Problem details
Keep only the lines of the records below that contain the word "wooden", and write each of those lines out in full and in its original order.

Supplied material
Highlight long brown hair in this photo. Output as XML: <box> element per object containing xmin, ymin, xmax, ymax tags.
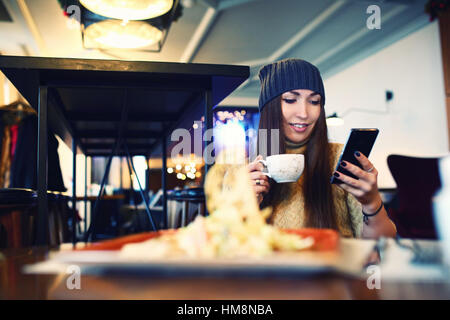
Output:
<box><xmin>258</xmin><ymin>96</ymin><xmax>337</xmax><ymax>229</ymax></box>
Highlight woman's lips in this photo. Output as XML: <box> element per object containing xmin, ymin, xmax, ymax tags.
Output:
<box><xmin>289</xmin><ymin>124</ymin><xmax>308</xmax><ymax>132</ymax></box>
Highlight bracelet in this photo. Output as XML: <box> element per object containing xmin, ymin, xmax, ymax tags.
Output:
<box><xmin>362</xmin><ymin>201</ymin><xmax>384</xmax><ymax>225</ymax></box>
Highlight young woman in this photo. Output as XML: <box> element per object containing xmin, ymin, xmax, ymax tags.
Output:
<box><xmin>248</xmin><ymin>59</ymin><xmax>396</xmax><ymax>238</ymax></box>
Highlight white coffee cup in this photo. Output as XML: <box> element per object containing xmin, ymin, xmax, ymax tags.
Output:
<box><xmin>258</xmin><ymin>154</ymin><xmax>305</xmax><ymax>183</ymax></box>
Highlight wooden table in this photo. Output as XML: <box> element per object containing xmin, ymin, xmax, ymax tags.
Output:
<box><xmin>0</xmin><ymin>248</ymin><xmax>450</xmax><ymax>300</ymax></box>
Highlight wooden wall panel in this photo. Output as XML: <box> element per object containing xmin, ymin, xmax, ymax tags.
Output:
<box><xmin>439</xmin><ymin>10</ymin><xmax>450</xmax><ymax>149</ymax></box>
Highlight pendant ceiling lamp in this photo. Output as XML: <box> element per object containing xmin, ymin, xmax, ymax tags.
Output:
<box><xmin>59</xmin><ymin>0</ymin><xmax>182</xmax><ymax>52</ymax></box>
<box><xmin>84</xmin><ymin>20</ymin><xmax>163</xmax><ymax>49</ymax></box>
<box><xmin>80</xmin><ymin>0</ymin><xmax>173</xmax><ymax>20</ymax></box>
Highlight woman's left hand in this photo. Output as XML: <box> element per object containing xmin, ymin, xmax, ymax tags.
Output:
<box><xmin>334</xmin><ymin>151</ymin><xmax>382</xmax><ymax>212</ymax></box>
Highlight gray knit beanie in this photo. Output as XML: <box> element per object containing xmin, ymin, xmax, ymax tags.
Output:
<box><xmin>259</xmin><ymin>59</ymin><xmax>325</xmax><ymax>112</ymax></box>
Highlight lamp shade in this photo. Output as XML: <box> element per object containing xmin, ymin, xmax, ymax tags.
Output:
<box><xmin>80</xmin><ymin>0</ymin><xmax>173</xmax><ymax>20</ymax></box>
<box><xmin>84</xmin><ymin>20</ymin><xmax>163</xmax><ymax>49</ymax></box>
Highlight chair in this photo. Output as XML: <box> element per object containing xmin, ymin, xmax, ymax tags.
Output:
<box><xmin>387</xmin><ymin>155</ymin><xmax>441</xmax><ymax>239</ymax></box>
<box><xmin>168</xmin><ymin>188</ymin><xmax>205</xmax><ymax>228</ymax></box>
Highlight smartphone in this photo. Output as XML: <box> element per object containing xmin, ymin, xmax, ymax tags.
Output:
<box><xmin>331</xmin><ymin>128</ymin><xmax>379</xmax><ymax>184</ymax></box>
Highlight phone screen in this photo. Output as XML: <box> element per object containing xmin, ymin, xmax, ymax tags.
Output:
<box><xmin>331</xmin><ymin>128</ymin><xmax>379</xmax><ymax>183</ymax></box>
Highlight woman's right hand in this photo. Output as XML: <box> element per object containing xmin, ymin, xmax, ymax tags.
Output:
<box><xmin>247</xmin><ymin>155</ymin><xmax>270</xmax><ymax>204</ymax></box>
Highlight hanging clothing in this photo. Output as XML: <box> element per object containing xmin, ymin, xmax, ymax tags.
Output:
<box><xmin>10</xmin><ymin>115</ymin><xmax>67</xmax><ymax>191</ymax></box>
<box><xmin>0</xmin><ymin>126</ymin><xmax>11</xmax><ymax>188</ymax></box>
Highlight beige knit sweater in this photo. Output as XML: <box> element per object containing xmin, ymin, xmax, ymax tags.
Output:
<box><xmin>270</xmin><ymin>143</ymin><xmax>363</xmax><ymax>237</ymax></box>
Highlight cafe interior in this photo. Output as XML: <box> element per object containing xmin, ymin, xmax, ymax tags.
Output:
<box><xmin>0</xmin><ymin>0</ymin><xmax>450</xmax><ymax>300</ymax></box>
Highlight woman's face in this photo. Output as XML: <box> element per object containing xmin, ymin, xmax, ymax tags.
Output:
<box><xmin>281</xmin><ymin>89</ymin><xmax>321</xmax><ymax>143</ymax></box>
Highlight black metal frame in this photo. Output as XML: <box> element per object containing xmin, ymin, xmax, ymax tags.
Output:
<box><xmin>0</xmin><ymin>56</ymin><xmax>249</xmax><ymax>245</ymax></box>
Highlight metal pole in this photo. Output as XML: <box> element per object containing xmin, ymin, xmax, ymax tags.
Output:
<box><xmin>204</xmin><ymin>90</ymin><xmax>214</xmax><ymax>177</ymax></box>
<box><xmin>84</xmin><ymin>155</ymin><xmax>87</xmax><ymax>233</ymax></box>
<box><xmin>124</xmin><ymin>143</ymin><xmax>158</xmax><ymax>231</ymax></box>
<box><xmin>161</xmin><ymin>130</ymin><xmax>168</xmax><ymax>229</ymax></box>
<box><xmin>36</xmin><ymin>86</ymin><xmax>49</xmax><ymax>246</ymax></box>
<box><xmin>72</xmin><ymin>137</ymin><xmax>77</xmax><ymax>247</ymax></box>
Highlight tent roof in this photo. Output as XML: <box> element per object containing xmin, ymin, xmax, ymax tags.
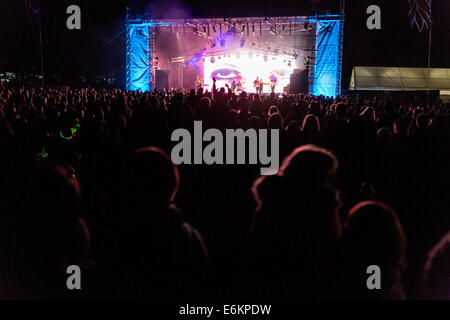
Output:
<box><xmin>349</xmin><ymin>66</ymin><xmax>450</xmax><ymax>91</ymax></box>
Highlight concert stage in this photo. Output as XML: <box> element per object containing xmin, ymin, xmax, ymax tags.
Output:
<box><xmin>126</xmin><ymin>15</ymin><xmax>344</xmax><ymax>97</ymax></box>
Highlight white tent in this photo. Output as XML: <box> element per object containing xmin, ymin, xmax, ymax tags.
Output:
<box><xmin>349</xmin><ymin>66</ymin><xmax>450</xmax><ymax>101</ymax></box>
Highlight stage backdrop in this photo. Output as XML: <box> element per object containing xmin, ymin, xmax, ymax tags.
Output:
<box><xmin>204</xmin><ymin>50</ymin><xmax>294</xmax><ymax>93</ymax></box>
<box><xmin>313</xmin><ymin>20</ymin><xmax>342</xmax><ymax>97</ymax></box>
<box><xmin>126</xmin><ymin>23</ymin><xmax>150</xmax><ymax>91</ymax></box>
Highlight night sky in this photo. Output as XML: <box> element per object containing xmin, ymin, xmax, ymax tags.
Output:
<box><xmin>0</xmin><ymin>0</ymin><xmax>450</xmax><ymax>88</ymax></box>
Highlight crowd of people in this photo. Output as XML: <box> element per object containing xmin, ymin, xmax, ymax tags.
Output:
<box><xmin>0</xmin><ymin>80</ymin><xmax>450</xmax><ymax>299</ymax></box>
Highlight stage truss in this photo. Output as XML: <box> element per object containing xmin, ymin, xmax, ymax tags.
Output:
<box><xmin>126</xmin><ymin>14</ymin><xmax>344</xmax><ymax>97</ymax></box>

Task response
Highlight wooden table in this photo. Output as XML: <box> element per object containing xmin, ymin, xmax, ymax tags.
Highlight wooden wall panel in this photo. Output as XML: <box> element per object containing xmin, ymin, xmax, ymax tags.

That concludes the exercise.